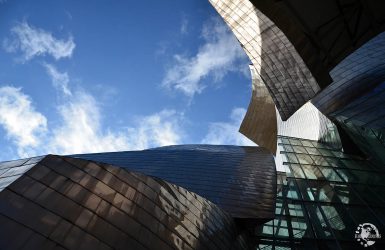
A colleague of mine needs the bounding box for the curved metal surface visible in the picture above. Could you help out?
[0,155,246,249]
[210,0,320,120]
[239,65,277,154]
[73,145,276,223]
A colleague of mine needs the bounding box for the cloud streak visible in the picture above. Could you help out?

...

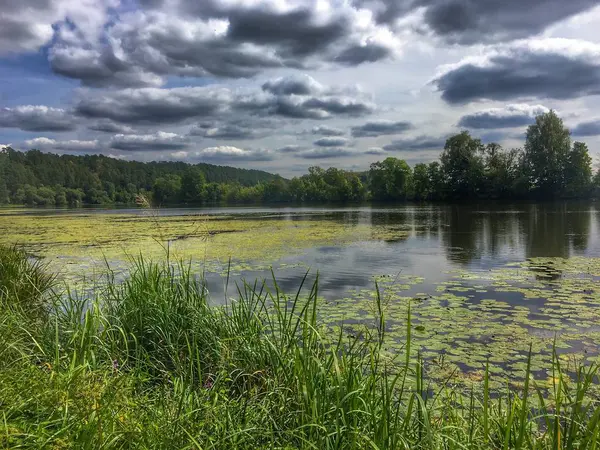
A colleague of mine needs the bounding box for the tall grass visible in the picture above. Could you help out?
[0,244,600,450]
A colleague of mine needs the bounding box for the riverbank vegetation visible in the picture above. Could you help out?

** Request **
Convert the lines of the records from the one containing "A colleague of mine needs the bounding box for the curved" up to and including the one containing "[73,145,276,223]" into a Markdown table with columns named Row and Line. Number each row and leave out blank lines.

** Problem solution **
| Row | Line |
|---|---|
| 1 | A colleague of mine needs the bounding box for the curved metal surface visible in the picture above. Could you help out? |
| 2 | [0,155,246,249] |
| 3 | [210,0,320,120] |
| 4 | [239,65,277,154] |
| 5 | [73,145,276,223] |